- _Task prompt_:
Extract each line of the data below that contains the string "outline", copying every such line in full.

- _Task inputs_:
* start *

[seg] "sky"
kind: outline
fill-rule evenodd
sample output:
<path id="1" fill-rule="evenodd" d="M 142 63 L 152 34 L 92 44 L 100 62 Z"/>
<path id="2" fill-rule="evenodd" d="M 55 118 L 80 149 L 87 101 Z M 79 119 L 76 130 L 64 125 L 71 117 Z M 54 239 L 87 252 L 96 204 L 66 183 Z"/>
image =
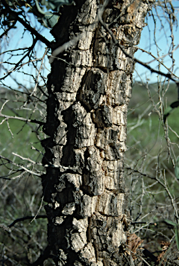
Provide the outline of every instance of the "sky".
<path id="1" fill-rule="evenodd" d="M 177 1 L 173 1 L 173 4 L 174 6 L 176 6 Z M 176 8 L 176 16 L 177 19 L 179 21 L 179 15 L 178 15 L 178 10 L 179 10 L 179 4 L 178 6 Z M 155 12 L 155 10 L 153 10 L 153 17 L 156 19 L 156 42 L 157 42 L 157 47 L 155 44 L 154 37 L 153 37 L 153 33 L 154 33 L 154 22 L 153 22 L 153 17 L 151 16 L 147 17 L 147 19 L 146 20 L 146 22 L 147 22 L 148 25 L 146 26 L 144 29 L 142 30 L 142 35 L 141 35 L 141 39 L 140 42 L 140 44 L 138 44 L 138 46 L 140 48 L 142 48 L 144 50 L 146 50 L 149 53 L 151 53 L 154 56 L 156 57 L 158 57 L 158 56 L 162 56 L 165 54 L 168 53 L 169 48 L 171 45 L 171 31 L 169 30 L 169 23 L 167 22 L 166 19 L 164 17 L 164 14 L 163 14 L 161 11 L 159 10 L 159 16 L 160 19 L 157 19 L 156 14 Z M 32 15 L 29 15 L 28 19 L 31 21 L 32 26 L 37 28 L 37 24 L 35 24 L 35 20 L 32 18 Z M 32 45 L 32 37 L 30 33 L 23 33 L 23 28 L 20 25 L 20 24 L 18 22 L 17 24 L 17 28 L 16 29 L 13 29 L 10 30 L 10 37 L 8 39 L 8 46 L 5 47 L 4 42 L 1 42 L 1 51 L 3 51 L 8 49 L 12 49 L 12 48 L 17 47 L 17 48 L 19 47 L 28 47 Z M 50 30 L 48 29 L 44 29 L 42 30 L 44 27 L 40 26 L 39 25 L 37 26 L 37 28 L 39 32 L 40 32 L 46 39 L 49 39 L 50 41 L 52 41 L 53 39 L 53 37 L 52 35 L 50 33 Z M 0 29 L 0 34 L 2 33 L 2 30 Z M 21 38 L 21 36 L 23 34 L 23 37 Z M 179 44 L 179 28 L 177 27 L 177 24 L 173 25 L 173 37 L 174 37 L 174 43 L 176 46 Z M 6 39 L 7 40 L 7 39 Z M 37 59 L 41 58 L 44 52 L 45 52 L 46 46 L 44 44 L 40 43 L 39 42 L 38 48 L 37 50 Z M 24 51 L 16 51 L 15 53 L 16 54 L 16 56 L 12 57 L 10 59 L 11 62 L 17 62 L 21 57 L 21 55 L 19 55 L 19 56 L 17 54 L 23 54 Z M 8 57 L 12 54 L 11 52 L 8 53 Z M 1 61 L 4 61 L 7 59 L 7 55 L 2 56 L 1 58 Z M 145 52 L 142 52 L 140 50 L 138 50 L 138 52 L 135 53 L 135 57 L 144 62 L 146 63 L 151 62 L 153 60 L 153 57 L 152 57 L 151 55 L 149 55 Z M 175 66 L 174 66 L 174 73 L 179 76 L 179 48 L 177 49 L 173 53 L 173 57 L 176 58 L 175 62 Z M 162 62 L 164 64 L 166 64 L 168 67 L 168 69 L 170 69 L 172 64 L 172 62 L 171 60 L 171 57 L 168 55 L 167 56 L 165 56 L 164 58 L 162 58 Z M 25 60 L 25 62 L 26 62 Z M 45 66 L 46 68 L 42 71 L 41 74 L 46 77 L 48 73 L 50 72 L 50 65 L 48 63 L 48 60 L 47 58 L 47 56 L 45 57 L 44 60 L 45 62 Z M 41 61 L 39 61 L 37 64 L 37 70 L 35 71 L 33 70 L 34 76 L 37 76 L 38 74 L 38 70 L 40 69 L 40 63 Z M 4 64 L 5 66 L 6 64 Z M 150 66 L 153 67 L 154 69 L 158 69 L 158 63 L 156 62 L 156 61 L 153 62 L 150 64 Z M 1 65 L 0 65 L 1 66 Z M 24 71 L 26 71 L 30 75 L 24 75 L 22 73 L 21 70 L 20 69 L 19 73 L 15 72 L 12 75 L 12 78 L 14 79 L 16 79 L 18 82 L 21 82 L 23 81 L 23 84 L 26 86 L 27 88 L 29 88 L 30 87 L 33 87 L 35 85 L 35 82 L 33 80 L 33 78 L 30 75 L 32 71 L 32 67 L 30 66 L 28 66 L 27 64 L 25 64 Z M 160 70 L 162 72 L 164 72 L 167 73 L 168 71 L 162 66 L 160 65 Z M 0 68 L 0 76 L 1 77 L 3 77 L 4 75 L 4 71 L 2 71 L 2 69 Z M 6 79 L 6 83 L 8 85 L 8 86 L 12 87 L 17 87 L 17 83 L 13 80 L 13 78 L 12 79 L 10 76 L 8 76 Z M 144 66 L 140 65 L 139 64 L 136 64 L 135 65 L 135 71 L 133 73 L 133 80 L 134 81 L 143 81 L 146 82 L 148 81 L 149 82 L 153 83 L 156 82 L 158 80 L 157 74 L 156 73 L 151 73 L 151 72 L 147 70 Z M 40 82 L 40 78 L 39 80 Z"/>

* end *

- _Response below_:
kind: outline
Provide the outline of every instance of the "sky".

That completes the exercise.